● Direction A: Return the entries word for word, starting with the line that contains "black uniform, each" and going on through the last line of the entries.

On Jan 8, 2004, at 11:19 AM, John W. Eaton wrote:

On 8-Jan-2004, Pascal A. Dupuis <address@hidden> wrote:

| One possible solution is to use a formalism of named arguments, like
| in R:

This type of feature has been discussed a number of times in the last
10 years, but so far no one has done the work to implement it.

I'm sure I've mentioned this before, but what about a syntax
for structure constants?  Then you can put all your named
parameters into a structure, and write a simple routine which
takes a structure of default values and overrides it with the
values in the user supplied structure.

E.g.,

result=myfunc(x, {threshhold-> [.1:.1:.9], expected-> ones(1,10)*length(x)/10})

You can even do it now without the syntactic sugar:

result=myfunc(x,struct('threshhold',[.1:.1:.9],'expected',ones(1,10)*len gth(x)/10))

though the usual matlab style is to drop the struct and just use:

result=myfunc(x,'threshhold',[.1:.1:.9],'expected',ones(1,10)*length(x)/ 10)

In myfunc you need a statement to define the defaults, and another to process
the args.  E.g.,

        function x = myfunc(x, varargin)
static def=struct('threshhold',linespace(0,1,25),'expected',ones(1,25),'verbose ','off');
        opts=options(def,varargin);
        ...
        t  = opts.threshhold;
        ...
        endfunction

Octave-forge has read_options for processing these, and I have my own
variant.  Neither routine has the right interface IMHO, so feel free to
propose something better.

For example, it might be nice to use a structure array, with element 1
giving the  default value and element 2 giving type information so that
we can do more checking automatically.  Values we don't want checked
have no type.

Positional parameters could be specified as well, using special field
names  like def._1x for the first positional parameter, whose value is
to be stored in opts.x.

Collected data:
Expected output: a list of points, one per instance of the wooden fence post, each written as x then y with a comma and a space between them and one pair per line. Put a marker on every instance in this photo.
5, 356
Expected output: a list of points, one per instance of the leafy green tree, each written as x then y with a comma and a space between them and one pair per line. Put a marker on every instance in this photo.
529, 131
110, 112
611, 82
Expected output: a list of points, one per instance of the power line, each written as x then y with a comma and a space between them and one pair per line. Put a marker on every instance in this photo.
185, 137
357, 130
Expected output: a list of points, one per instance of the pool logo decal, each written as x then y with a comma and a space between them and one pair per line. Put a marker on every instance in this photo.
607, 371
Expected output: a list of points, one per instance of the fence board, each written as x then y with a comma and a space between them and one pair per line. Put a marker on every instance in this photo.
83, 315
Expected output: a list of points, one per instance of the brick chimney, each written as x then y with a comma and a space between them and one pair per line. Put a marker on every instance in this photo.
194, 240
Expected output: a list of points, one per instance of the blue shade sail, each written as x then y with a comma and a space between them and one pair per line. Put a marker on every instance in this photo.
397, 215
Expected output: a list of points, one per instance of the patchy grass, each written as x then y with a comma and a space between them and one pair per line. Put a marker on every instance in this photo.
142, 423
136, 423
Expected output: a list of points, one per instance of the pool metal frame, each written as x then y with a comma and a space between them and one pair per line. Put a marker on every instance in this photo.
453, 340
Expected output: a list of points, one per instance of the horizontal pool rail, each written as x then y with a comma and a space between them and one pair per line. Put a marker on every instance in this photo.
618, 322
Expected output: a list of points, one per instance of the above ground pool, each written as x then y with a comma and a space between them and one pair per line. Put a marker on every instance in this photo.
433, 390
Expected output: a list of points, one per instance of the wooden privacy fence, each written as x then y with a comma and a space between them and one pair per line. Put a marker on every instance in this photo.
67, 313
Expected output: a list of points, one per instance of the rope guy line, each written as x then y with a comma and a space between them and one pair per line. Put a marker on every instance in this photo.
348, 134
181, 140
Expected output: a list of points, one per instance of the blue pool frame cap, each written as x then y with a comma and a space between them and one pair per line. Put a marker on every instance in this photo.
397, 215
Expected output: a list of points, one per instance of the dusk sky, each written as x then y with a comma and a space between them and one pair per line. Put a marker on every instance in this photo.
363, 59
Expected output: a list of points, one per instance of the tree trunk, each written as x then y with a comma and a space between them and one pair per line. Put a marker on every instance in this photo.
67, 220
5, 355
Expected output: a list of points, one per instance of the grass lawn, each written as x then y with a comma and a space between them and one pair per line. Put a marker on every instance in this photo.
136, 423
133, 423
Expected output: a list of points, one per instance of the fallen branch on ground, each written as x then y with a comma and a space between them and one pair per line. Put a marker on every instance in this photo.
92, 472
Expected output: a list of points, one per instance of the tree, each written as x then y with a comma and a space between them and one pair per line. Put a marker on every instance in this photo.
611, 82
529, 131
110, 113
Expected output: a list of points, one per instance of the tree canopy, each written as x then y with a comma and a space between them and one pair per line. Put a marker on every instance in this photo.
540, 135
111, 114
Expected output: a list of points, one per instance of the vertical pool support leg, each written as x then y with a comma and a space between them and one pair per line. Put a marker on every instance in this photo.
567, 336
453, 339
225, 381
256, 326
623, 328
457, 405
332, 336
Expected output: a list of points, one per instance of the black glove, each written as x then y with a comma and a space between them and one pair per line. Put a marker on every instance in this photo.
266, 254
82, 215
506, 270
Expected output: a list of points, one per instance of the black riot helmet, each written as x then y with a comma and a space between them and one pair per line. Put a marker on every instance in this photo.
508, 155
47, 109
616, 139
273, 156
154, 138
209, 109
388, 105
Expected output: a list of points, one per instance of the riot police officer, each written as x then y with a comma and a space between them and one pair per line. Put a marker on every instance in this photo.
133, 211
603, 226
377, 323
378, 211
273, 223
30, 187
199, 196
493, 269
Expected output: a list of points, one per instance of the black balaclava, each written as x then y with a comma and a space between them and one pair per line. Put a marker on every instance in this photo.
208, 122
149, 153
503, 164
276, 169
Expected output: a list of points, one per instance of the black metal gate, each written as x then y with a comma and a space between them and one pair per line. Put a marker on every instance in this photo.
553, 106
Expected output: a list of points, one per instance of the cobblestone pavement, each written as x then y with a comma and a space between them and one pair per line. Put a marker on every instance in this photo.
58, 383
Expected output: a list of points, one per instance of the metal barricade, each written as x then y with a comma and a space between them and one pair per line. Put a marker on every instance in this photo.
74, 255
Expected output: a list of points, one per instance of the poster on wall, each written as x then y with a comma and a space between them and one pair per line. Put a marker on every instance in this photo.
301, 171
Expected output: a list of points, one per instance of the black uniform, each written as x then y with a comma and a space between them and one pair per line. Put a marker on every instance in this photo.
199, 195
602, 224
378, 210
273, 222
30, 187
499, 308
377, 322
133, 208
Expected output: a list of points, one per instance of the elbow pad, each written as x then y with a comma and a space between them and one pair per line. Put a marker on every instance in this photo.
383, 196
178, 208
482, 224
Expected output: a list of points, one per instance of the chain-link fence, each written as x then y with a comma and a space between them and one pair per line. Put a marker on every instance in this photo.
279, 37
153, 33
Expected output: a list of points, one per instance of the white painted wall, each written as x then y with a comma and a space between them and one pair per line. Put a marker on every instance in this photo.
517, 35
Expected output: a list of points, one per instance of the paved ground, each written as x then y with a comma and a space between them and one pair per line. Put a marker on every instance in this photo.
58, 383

● Direction B: In the message about named arguments, shorten the paragraph that begins "For example, it might be nice to use a structure array" while keeping its main points.

● Complete output A:
Expected output: a list of points, one per instance of the black uniform, each written as x then y with a comma and a space between them and one pair per line. Put a marker on every instance in this photo.
199, 195
602, 224
378, 210
273, 222
30, 187
499, 308
377, 322
133, 208
Expected output: a list of points, one per instance of the elbow pad, each written as x then y with a comma and a space between them and one pair per line. Put a marker on every instance in this photo.
383, 196
178, 208
482, 224
Expected output: a list of points, one per instance of the chain-link fence, each written as x then y with a comma and a space between them and one pair per line. Put a marker on every instance in this photo.
279, 37
153, 33
Expected output: a list of points, one per instance of the white painted wall, each written as x then y with a comma and a space between them and one pair per line. Put a marker on every instance in this photo.
517, 35
Expected output: a list of points, one per instance of the paved ground, each written as x then y with a comma and a space between them and one pair per line. Put a marker on every instance in this photo.
58, 383

● Complete output B: A structure array could be used. Element 1 would give the default value, and element 2 would give type information for more automatic checking. Values that shouldn't be checked would have no type.